··· Source excerpt ···
Hell, all the wages of every commercial illustrator that ever lived won't pay back even a fraction of the money the AI companies spent on image generators. The pauperization of an entire class of creative workers is just a canned demo, a way to fool investors into thinking that there is a whole universe of similarly situated workers whose wages can be diverted to AI companies. This is the logic of small-time spammers, scaled up to the scale of the entire S&P 500. Smalltime spammers looked at AI and thought, "OK, I can generate as much botshit as I want on demand for free. Science fiction magazines pay $0.10/word. So if I generate a billion words, I'll get $100 million." But that's not how any of that works: sf magazines don't buy botshit, and even if they did, the entire market for short fiction adds up to what Sam Altman spends on a single designer t-shirt. The point of destroying these beloved, useful things isn't to make a lot of money by taking their markets – it's to convince dopey, panicked rich people to give you lots of money you can steal, because they think you can do this to every market and they don't want to miss out on the opportunity of a lifetime:
https://pluralistic.net/2024/01/15/passive-income-brainworms/#four-hour-work-week
Take "divi recaps": after a private equity firm acquires a company (by borrowing money against its assets), it typically declares a "special dividend," emptying out the company's cash reserves and pocketing them. A "divi recap" is when PE then takes out another massive loan against the company's (remaining) assets and pockets that:
https://pluralistic.net/2020/09/17/divi-recaps/#graebers-ghost
All of this happens under an opaque cloud, thanks to the light-to-nonexistent disclosure rules for PE. A public company has to open its books for the SEC, its investors, and the world. PE is private – and so are its finances. It is absolutely routine for PE bosses to put their spouses, kids, and pals on the payroll and hand them millions for doing little to nothing, all at the expense of their investors:
https://www.nakedcapitalism.com/2022/02/sec-set-to-lower-massive-boom-on-private-equity-industry.html
PE bosses charge huge fees to their investors – not merely the usual 2-and-20 (2% of the funds under management and 20% of any profits) – but also a wide variety of special one-off fees that pile to the sky. They also dip into their investors' funds to issue themselves massive loans that they use to make side-bets, without telling the investors about it:
https://pluralistic.net/2022/02/10/monopoly-begets-monopoly/#gary-gensler
PE investors are chickens ripe for the plucking: take "continuation funds," which allow PE bosses to soak the rich people and pension funds who supply them with billions:
https://news.bloomberglaw.com/mergers-and-acquisitions/matt-levines-money-stuff-buyout-funds-buy-from-themselves
Remember 2-and-20? 2% of all the money you manage, every year, and 20% of all the profits. You'd think that these would be somewhat zero sum, right? If you use some of your investors' cash to buy a company, and then sell off that company for a profit, you get the 20%, but now the pot of money you're managing has gone down by the amount you used to buy the company, and so your 2% carry goes down, too.
··· Recorded data ···
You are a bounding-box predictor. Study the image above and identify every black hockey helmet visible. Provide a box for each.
···
··· Recorded data ···
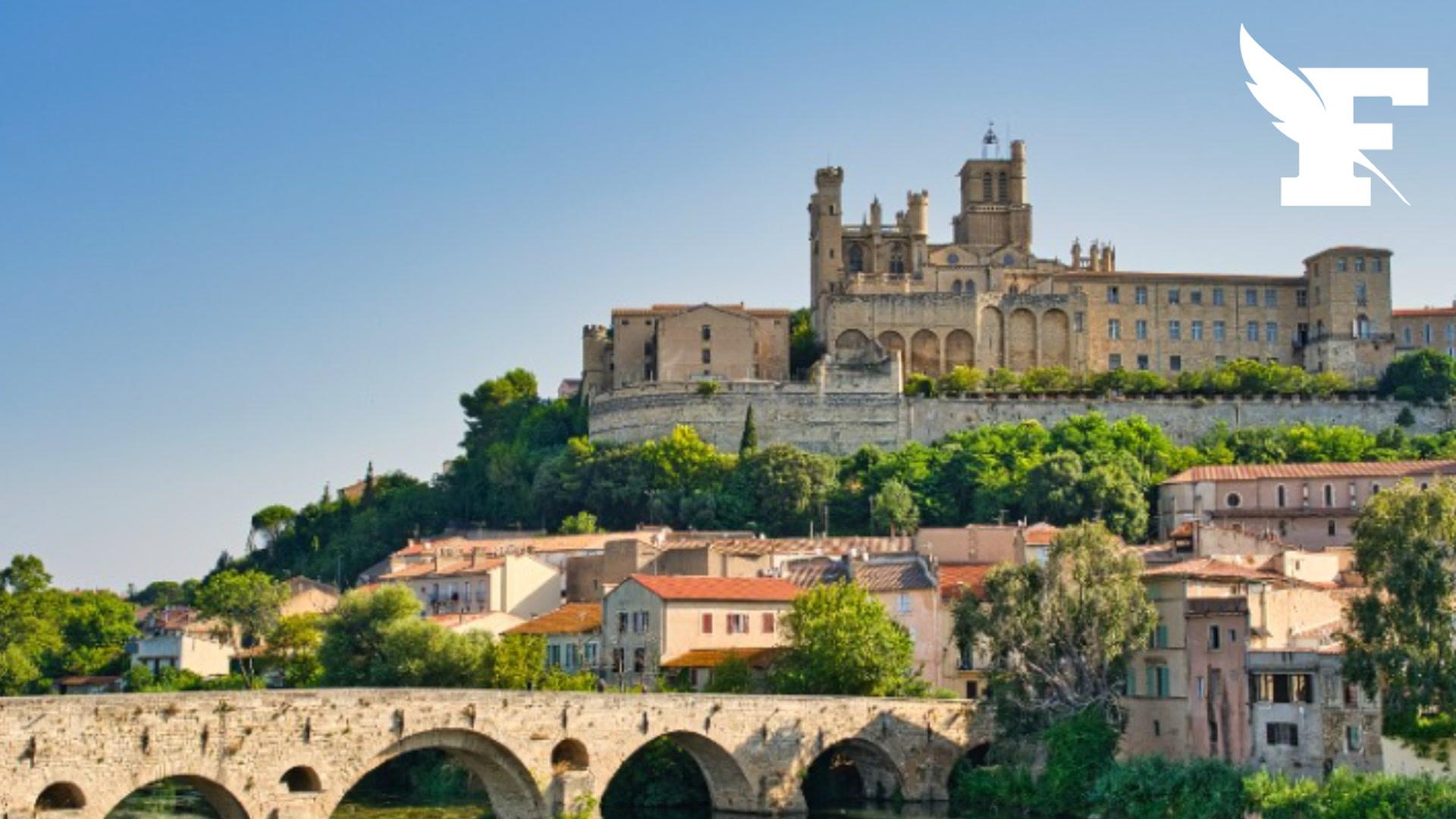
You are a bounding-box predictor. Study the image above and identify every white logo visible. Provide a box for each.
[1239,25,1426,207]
···
··· Recorded data ···
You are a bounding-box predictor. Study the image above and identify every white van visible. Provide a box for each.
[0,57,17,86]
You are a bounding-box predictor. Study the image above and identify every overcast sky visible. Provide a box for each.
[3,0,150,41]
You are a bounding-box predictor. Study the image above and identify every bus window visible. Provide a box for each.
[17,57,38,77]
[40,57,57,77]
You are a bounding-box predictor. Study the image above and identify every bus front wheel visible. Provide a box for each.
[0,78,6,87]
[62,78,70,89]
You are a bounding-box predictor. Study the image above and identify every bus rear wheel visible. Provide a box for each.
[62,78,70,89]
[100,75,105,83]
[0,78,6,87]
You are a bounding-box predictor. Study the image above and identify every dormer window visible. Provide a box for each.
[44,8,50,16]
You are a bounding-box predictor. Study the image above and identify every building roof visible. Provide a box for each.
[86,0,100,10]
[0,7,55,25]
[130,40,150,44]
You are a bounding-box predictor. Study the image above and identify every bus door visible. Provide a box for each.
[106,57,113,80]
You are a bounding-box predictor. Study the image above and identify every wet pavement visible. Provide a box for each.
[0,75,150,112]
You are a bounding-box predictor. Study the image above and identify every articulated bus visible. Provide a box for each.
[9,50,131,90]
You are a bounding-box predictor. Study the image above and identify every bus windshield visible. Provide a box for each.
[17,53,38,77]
···
▶ Objectives
1) In the excerpt on AI companies and private equity, what rate do science fiction magazines pay?
2) List every web address given in the excerpt on AI companies and private equity.
3) Pick up the excerpt on AI companies and private equity after its final sentence and carry it further.

▶ Results of the exercise
1) $0.10 per word.

2)
https://pluralistic.net/2024/01/15/passive-income-brainworms/#four-hour-work-week
https://pluralistic.net/2020/09/17/divi-recaps/#graebers-ghost
https://www.nakedcapitalism.com/2022/02/sec-set-to-lower-massive-boom-on-private-equity-industry.html
https://pluralistic.net/2022/02/10/monopoly-begets-monopoly/#gary-gensler
https://news.bloomberglaw.com/mergers-and-acquisitions/matt-levines-money-stuff-buyout-funds-buy-from-themselves

3)
But what if you sell your portfolio companies to yourself, using your investors' own money? When you do that, you continue to hold the company on your PE firm's books, meaning you continue to get the 2% carry, and you can pocket 20% of the sale price as a "profit":
https://pluralistic.net/2023/07/20/continuation-fraud/#buyout-groups
This is straight-up fraud, wrapped up in so much jargon that it can successfully masquerade as "financial engineering" ("financial engineering" is really just a euphemism for "fraud"). PE bosses keep coming up with new, exotic ways to steal from their investors. The latest scam is "tax receivable agreements":
https://archive.ph/RczJ9
On its face, this is a tax scam. When a company goes public, early investors generally hold stock in the original partnership or LLC; this company ends up holding a ton of shares in the new, public company. When they sell those non-public shares in the LLC, this creates a (potentially gigantic) tax credit.
A TRA hustle involves tracking down these LLC shareholders and convincing them to sign off on dumping the LLC's shares, which generates a huge tax credit for the public company. The hustler offers to split these credits with the LLC holders.
All of this is especially attractive to PE bosses, who often take a company private, do a bunch of "financial engineering" and then take it public again, leaving the PE firm as the owner of those LLC shares that can be converted to a TRA and a huge windfall – which the PE bosses pocket, because they (not their investors) are holding those credits.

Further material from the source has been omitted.